Stated problem: Copy out the records word for word, from the line containing "Every instance of the asphalt" to the line containing "[(267, 287), (253, 294), (247, 318), (135, 98)]", including both of those lines and nothing else.

Data in this exercise:

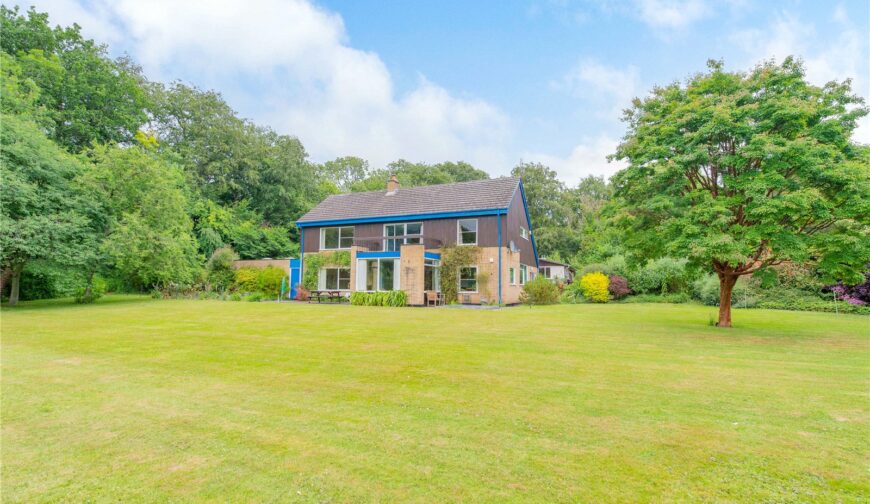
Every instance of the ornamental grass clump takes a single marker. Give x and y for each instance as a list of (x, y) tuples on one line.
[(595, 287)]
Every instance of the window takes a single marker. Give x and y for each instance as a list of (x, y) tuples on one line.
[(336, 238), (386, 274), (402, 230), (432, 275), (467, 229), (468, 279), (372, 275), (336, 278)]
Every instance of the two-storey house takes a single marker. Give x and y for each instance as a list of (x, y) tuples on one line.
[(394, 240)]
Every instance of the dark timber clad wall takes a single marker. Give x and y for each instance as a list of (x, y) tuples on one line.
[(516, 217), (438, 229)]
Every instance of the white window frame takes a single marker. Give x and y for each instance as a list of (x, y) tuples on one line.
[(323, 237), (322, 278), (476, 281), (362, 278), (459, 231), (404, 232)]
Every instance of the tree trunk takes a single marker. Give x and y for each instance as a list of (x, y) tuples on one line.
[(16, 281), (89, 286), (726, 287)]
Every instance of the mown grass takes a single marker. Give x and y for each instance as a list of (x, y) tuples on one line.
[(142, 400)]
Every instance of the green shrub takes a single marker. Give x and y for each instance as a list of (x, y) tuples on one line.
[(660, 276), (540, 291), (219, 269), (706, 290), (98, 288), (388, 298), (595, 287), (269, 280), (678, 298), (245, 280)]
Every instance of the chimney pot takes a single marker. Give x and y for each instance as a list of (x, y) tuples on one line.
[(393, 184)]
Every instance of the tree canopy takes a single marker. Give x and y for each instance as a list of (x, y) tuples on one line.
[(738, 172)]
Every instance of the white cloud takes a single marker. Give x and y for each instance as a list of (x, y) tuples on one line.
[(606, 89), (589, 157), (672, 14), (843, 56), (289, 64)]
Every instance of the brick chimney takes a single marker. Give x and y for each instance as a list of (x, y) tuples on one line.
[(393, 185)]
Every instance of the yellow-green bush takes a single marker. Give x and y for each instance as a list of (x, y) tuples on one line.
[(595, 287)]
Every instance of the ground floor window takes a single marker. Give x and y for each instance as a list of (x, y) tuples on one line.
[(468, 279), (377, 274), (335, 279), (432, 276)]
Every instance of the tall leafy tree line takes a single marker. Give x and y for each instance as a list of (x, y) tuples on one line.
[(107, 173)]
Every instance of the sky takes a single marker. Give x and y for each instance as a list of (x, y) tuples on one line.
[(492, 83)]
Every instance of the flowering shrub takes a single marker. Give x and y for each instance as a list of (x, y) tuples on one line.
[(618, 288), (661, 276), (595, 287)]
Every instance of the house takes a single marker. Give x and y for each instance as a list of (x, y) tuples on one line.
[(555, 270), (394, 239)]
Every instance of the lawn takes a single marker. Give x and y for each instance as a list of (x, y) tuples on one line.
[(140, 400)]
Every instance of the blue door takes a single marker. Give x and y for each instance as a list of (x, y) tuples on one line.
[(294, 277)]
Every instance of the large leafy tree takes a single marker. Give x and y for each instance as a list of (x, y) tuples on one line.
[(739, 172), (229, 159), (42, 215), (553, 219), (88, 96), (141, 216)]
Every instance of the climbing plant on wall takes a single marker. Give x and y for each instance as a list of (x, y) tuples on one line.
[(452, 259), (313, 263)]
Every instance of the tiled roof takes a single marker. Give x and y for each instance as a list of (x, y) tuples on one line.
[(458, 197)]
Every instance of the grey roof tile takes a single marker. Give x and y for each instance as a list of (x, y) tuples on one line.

--

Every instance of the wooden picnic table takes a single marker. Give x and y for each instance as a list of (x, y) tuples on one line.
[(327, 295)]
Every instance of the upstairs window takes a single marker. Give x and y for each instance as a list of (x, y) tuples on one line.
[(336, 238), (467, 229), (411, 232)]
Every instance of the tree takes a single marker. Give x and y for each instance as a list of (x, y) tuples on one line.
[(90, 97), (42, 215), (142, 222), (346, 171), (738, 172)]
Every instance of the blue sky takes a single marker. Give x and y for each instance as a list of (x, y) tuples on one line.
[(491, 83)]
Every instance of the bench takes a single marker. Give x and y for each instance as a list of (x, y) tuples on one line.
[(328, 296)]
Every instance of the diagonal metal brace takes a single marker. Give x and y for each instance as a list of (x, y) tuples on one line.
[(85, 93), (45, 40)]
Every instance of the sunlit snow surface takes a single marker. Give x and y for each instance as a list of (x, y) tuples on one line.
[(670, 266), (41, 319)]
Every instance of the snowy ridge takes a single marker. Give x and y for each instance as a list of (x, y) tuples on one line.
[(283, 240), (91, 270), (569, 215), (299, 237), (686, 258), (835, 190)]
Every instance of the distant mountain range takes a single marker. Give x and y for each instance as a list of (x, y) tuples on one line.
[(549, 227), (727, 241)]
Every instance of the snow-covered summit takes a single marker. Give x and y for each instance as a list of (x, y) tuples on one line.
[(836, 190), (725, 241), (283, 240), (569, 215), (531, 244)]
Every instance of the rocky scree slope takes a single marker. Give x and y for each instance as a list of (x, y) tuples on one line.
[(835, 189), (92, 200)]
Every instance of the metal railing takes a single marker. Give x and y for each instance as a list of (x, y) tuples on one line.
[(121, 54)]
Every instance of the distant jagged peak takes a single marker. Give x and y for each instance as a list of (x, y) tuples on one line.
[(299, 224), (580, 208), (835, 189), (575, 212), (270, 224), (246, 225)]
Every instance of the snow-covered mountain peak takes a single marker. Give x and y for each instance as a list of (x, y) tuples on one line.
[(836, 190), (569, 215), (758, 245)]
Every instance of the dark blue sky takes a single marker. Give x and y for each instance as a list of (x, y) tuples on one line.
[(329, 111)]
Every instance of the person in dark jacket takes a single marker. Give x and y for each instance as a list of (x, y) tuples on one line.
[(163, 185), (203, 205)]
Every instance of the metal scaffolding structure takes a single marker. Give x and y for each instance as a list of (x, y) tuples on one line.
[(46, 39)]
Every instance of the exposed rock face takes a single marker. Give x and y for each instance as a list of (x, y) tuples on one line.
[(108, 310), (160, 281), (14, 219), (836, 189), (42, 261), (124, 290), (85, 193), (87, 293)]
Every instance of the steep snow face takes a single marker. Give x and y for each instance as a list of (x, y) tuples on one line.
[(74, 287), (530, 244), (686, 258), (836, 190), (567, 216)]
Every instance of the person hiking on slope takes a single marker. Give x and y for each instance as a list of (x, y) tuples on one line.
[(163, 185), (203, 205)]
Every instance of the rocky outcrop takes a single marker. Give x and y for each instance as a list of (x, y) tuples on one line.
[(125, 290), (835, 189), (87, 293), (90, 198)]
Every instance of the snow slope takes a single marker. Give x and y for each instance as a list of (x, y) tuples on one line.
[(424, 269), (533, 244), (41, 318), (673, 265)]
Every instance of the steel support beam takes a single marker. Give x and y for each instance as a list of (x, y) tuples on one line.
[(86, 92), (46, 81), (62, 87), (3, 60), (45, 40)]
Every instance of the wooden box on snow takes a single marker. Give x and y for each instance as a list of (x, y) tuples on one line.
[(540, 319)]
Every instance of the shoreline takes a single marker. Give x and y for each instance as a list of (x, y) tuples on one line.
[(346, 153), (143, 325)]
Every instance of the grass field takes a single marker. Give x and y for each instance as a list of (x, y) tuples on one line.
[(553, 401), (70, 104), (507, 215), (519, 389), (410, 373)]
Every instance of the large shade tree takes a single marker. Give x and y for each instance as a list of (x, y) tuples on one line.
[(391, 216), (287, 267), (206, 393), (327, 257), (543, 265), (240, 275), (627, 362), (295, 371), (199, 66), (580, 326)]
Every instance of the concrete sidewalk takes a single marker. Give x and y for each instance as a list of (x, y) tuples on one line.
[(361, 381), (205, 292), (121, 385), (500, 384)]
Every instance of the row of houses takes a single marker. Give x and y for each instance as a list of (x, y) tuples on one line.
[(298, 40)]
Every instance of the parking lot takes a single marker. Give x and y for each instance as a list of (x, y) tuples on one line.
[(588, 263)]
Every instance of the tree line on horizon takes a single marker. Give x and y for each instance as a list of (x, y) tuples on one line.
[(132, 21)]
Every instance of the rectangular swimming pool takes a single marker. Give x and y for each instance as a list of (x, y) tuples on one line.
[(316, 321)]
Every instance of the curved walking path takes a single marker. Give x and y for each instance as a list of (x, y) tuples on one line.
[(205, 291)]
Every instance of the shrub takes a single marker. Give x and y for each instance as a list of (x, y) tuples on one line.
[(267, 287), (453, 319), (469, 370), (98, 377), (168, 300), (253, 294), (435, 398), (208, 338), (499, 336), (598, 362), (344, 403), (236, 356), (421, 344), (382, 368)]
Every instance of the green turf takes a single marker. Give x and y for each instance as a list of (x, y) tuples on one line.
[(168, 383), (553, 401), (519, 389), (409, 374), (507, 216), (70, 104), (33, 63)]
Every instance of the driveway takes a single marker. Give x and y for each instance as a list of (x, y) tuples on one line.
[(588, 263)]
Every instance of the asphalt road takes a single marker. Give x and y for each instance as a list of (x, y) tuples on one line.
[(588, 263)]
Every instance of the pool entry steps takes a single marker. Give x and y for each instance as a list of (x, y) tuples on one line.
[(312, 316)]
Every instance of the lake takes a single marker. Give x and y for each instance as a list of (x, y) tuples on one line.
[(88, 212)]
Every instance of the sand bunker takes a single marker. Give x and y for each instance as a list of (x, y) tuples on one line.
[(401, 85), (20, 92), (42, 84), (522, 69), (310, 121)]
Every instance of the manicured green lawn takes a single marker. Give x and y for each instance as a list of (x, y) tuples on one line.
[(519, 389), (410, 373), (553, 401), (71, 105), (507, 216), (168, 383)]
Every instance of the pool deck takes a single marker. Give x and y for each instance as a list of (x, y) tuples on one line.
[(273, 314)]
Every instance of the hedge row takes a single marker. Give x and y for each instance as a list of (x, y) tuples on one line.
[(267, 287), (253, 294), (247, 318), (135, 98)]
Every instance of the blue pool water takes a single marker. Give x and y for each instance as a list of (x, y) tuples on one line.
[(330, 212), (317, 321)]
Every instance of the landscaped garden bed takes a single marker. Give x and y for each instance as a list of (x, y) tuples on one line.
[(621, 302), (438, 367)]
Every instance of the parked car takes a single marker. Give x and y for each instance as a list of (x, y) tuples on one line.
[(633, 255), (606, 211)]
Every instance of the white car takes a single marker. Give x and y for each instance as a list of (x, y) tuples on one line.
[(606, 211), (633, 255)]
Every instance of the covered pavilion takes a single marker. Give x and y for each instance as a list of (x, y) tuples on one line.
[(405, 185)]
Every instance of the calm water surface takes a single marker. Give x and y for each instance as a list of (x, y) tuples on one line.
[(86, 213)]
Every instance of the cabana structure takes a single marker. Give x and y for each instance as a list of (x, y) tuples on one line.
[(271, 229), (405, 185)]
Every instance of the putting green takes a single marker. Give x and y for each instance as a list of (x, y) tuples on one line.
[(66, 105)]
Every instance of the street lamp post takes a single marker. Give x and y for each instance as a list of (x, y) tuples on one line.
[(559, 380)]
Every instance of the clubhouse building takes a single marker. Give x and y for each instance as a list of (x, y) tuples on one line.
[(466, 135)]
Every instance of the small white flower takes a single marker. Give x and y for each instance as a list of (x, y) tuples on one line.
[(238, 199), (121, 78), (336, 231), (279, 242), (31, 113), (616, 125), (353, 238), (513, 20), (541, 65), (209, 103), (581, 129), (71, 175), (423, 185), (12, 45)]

Output of the exercise:
Every instance of the asphalt road takes a single marker. Give x and y for each instance as a list of (x, y) tuples on one line.
[(588, 263)]
Every instance of the pool entry steps takes a single marker. Give x and y for each instance as a list of (x, y) tuples on one line.
[(312, 316)]
Every instance of the lake takes a single marker. Give x and y for each instance as a list of (x, y) tuples on one line.
[(88, 212)]
Every instance of the sand bunker takes a single marker. Give x and y for each instance as a list of (x, y) tuples on one line.
[(401, 85), (20, 92), (42, 84), (522, 69), (310, 121)]
Every instance of the manicured green lawn takes a single marker. Give x and y for each instance as a list of (x, y) tuples on one line.
[(519, 389), (410, 373), (553, 401), (71, 105), (507, 216), (168, 383)]
Every instance of the pool deck takes a single marker. Give x and y for each instance as a list of (x, y) tuples on one line.
[(273, 314)]
Every instance of the hedge row takes a single marker. Give x and y for each instance as a list of (x, y) tuples on one line.
[(267, 287), (253, 294), (247, 318), (135, 98)]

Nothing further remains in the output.